Data records
■ ■ ■

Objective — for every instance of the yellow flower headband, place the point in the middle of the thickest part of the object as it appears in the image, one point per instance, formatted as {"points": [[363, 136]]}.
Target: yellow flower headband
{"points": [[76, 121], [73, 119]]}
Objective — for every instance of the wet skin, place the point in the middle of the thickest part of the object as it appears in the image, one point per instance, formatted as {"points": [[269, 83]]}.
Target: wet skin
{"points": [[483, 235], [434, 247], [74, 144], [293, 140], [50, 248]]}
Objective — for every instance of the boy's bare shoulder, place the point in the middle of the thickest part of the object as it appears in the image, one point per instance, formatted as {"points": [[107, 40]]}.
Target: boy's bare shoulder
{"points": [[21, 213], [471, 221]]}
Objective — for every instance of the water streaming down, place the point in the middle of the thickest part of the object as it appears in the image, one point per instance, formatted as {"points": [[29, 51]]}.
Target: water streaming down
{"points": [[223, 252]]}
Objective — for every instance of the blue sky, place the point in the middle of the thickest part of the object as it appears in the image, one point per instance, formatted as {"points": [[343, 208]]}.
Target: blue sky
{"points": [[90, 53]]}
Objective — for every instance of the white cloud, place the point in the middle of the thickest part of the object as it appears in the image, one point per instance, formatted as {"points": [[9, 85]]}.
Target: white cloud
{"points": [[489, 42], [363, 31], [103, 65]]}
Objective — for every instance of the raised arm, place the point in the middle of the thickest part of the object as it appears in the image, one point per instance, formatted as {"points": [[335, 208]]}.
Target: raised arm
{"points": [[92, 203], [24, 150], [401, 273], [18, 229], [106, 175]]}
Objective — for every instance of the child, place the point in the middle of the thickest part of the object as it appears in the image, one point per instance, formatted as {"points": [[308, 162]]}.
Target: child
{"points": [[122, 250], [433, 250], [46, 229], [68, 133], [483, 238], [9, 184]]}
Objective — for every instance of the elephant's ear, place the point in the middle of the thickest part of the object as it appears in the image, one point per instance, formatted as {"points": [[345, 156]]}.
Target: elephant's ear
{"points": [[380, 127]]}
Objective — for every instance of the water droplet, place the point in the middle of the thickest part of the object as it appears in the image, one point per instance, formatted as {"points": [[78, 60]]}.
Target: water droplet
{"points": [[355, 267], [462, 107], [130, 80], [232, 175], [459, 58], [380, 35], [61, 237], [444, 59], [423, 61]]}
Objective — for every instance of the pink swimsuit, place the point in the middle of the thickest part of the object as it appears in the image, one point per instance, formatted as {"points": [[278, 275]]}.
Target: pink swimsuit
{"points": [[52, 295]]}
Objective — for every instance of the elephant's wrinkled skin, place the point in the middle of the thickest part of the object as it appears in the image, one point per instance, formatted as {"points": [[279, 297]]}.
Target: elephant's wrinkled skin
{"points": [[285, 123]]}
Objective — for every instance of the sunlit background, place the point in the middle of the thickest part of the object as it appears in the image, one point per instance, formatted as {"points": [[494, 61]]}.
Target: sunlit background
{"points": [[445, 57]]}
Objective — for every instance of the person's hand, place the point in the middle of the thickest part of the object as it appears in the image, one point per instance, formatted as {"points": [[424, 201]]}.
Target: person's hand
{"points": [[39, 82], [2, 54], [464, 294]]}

■ ■ ■

Problem to solve
Type out the material above once more, exactly.

Result of the task
Objective — for every instance of the yellow flower headband, place the point in the middle of the thickest part of the object as it appears in the image, one point per instance, formatted as {"points": [[363, 136]]}.
Target: yellow flower headband
{"points": [[76, 121], [73, 119]]}
Objective — for every instance of the wet skin, place the point in the middle of the thickest part of the object as it appears in the image, one point per instance, formatted as {"points": [[269, 83]]}.
Target: wet skin
{"points": [[483, 235], [434, 247], [74, 144], [293, 140], [50, 248]]}
Objective — for every instance of the boy's bare shoulder, place the point in the middle of the thickest part of the object as it appears in the image, one point per instance, formatted as {"points": [[107, 40]]}.
Target: boy's bare shoulder
{"points": [[21, 213], [471, 221]]}
Objective — for every instance of the water streaming down, place the point in the middle of the thickest part of the object as it appears in the image, one point per instance, formatted as {"points": [[29, 51]]}.
Target: water streaming down
{"points": [[223, 252]]}
Objective — for every instance of the blue sky, place the point in the middle of the thickest part of the object as it appears in the image, one point per instance, formatted as {"points": [[343, 208]]}.
Target: blue sky
{"points": [[90, 53]]}
Objective — for every instance of the white cloud, place the point in the middle of the thickest part of the object as it appears in the image, one point per instance, formatted as {"points": [[9, 85]]}.
Target: white cloud
{"points": [[489, 42], [363, 31], [103, 65]]}
Objective — for every instance of the raised arm, place the point in the middle of the thickest part of the object as it appears in the image, one point per instance, formatted as {"points": [[335, 208]]}.
Target: raised arm
{"points": [[92, 203], [24, 150], [401, 273], [18, 229], [106, 175]]}
Objective — for every instance of the child, place the point in the middle of the thickest part of the object as it appears in the image, one point per instance, formatted as {"points": [[308, 162]]}.
Target: child
{"points": [[122, 250], [433, 250], [46, 229], [68, 133], [483, 238], [9, 184]]}
Objective — for every instance of the elephant's ear, place the point in the middle of the thickest part of the object as it appears in the image, one point per instance, formatted as {"points": [[345, 156]]}.
Target: elephant's ear
{"points": [[380, 127]]}
Objective — for every instance of the water droplet, place the point in the middle of the thickest part of the object as it appears in the image, one point per instance, formatted as {"points": [[78, 60]]}.
Target: water droplet
{"points": [[355, 267], [462, 107], [130, 80], [232, 175], [459, 58], [380, 35], [61, 237], [444, 59], [423, 61]]}
Objective — for every instance of the pink swimsuit, place the point in the middle of the thickest part of the object as it appears in the image, one point per instance, formatted as {"points": [[278, 275]]}.
Target: pink swimsuit
{"points": [[52, 295]]}
Objective — for every instance of the elephant's wrinkled skin, place the point in the middle of the thickest part of the object as it appears in the image, one point per instance, formatted as {"points": [[279, 297]]}.
Target: elephant's wrinkled skin
{"points": [[285, 123]]}
Objective — for every instance of the sunlit background, place the point in the middle of the thickest part of the object as it appears in the image, one point per instance, formatted as {"points": [[494, 61]]}.
Target: sunlit background
{"points": [[445, 57]]}
Objective — for every instance of the person's hand, place the point in the middle of the thickest part of the object as it appears in the image, one point per instance, formatted as {"points": [[424, 201]]}.
Target: person's hand
{"points": [[39, 82], [2, 54], [464, 294]]}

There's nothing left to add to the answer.